In the Amazon Redshift multi-class classification tutorial, how many months must a customer be predicted to be active to be admitted to the loyalty program?

Begin Excerpted passage

Tutorial: Building multi-class classification models - Amazon Redshift
Services or capabilities described in Amazon Web Services documentation might vary by Region. To see the differences applicable to the China Regions, see Getting Started with Amazon Web Services in China (PDF).

Tutorial: Building multi-class classification models

In this tutorial, you use Amazon Redshift ML to create a machine learning model that solves multi-class classification problems. The multi-class classification algorithm classifies data points into one of three or more classes. Then, you implement queries using the SQL function that the CREATE MODEL command generates.

You can use a CREATE MODEL command to export training data, train a model, import the model, and prepare an Amazon Redshift prediction function. Use the CREATE MODEL operation to specify training data either as a table or a SELECT statement.

To follow along with the tutorial, you use the public dataset E-Commerce Sales Forecast, which includes sales data of an online UK retailer. The model you generate will target the most active customers for a special customer loyalty program. With multi-class classification, you can use the model to predict how many months a customer will be active over a 13-month period. The prediction function designates customers who are predicted to be active for 7 or more months for admission to the program.

Use case examples

You can solve other multi-class classification problems with Amazon Redshift ML, such as predicting the best-selling product from a product line. You could also predict which fruit an image contains, such as selecting apples or pears or oranges.

Tasks

  • Prerequisites

  • Step 1: Load the data from Amazon S3 to Amazon Redshift

  • Step 2: Create the machine learning model

  • Step 3: Perform predictions with the model

Prerequisites

To complete this tutorial, you must complete the Administrative setup for Amazon Redshift ML.

Step 1: Load the data from Amazon S3 to Amazon Redshift

Use the Amazon Redshift query editor v2 to run the following queries. These queries load the sample data into Amazon Redshift.

End Excerpted passage
Begin Information supplied

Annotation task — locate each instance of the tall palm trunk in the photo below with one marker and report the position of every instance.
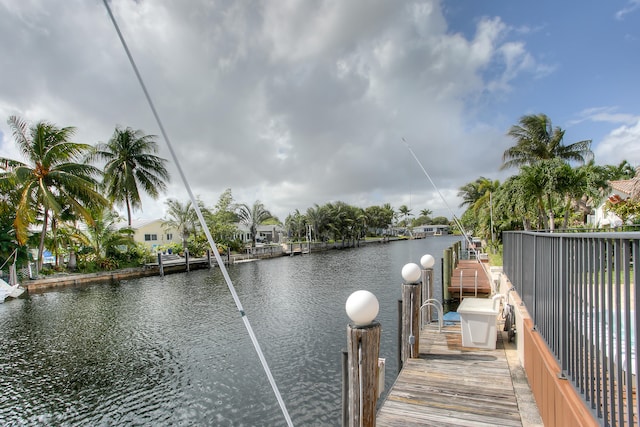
(45, 225)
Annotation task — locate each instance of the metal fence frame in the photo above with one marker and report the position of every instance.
(581, 290)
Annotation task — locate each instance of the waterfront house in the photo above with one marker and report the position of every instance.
(430, 230)
(620, 190)
(153, 233)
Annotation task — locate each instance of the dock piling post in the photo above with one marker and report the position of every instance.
(411, 302)
(427, 262)
(363, 348)
(446, 274)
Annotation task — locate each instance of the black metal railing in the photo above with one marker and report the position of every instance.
(581, 290)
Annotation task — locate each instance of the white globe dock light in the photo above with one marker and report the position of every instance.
(427, 261)
(410, 317)
(363, 350)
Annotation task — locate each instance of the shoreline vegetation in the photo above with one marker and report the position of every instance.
(177, 264)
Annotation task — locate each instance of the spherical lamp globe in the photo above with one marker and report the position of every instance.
(362, 307)
(411, 272)
(427, 261)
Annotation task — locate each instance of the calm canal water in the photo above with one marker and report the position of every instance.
(174, 350)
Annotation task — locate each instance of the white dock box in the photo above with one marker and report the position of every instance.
(478, 322)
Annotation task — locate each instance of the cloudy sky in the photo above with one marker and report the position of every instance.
(295, 103)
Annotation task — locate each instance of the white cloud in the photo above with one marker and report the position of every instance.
(623, 143)
(292, 103)
(631, 6)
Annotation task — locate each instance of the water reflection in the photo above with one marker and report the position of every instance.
(174, 350)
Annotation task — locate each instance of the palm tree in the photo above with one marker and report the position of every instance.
(477, 196)
(317, 219)
(181, 217)
(406, 212)
(252, 217)
(102, 238)
(53, 179)
(537, 140)
(131, 167)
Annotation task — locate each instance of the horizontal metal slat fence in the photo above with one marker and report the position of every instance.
(581, 290)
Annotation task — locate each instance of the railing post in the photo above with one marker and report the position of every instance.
(160, 267)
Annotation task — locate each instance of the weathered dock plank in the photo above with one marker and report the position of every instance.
(452, 386)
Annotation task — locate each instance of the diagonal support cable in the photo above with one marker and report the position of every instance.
(212, 244)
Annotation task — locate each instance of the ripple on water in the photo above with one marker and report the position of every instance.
(174, 350)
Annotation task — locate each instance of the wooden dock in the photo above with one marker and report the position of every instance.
(450, 385)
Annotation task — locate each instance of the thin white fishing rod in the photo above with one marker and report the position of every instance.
(455, 218)
(212, 244)
(453, 215)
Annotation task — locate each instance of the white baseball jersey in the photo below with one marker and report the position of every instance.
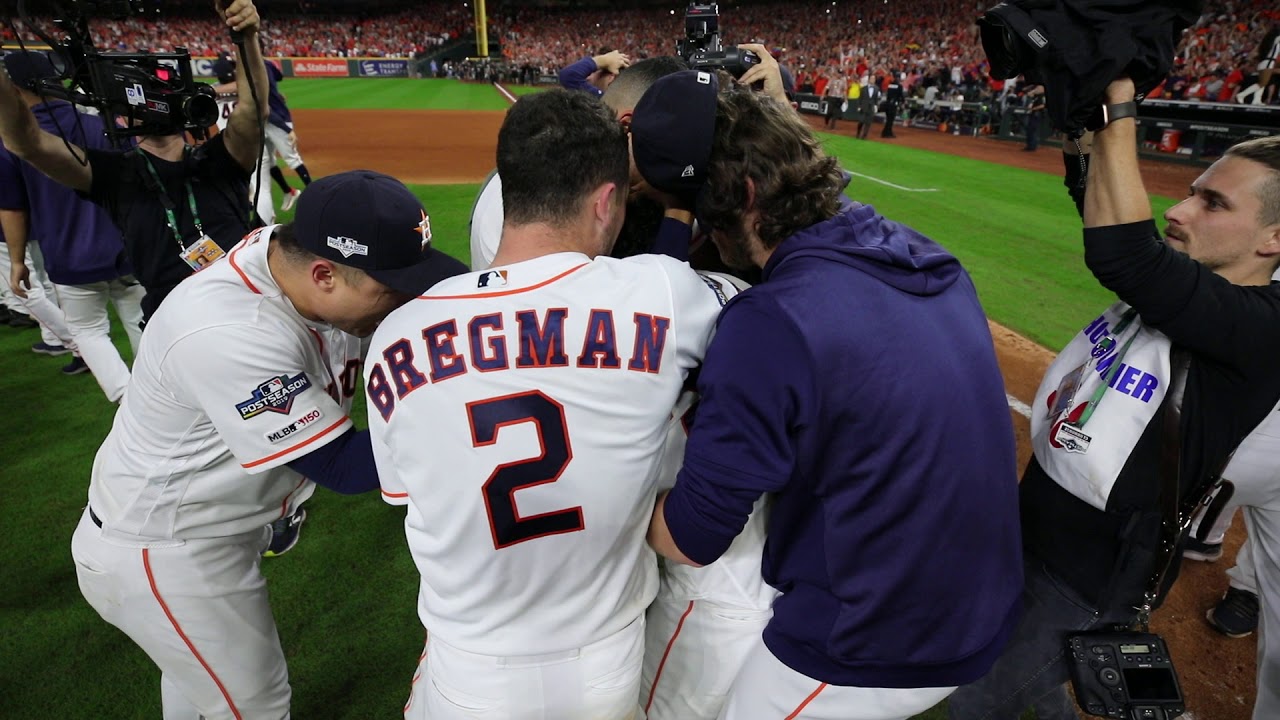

End Information supplied

# [Answer to this task]
Seven or more months over a 13-month period.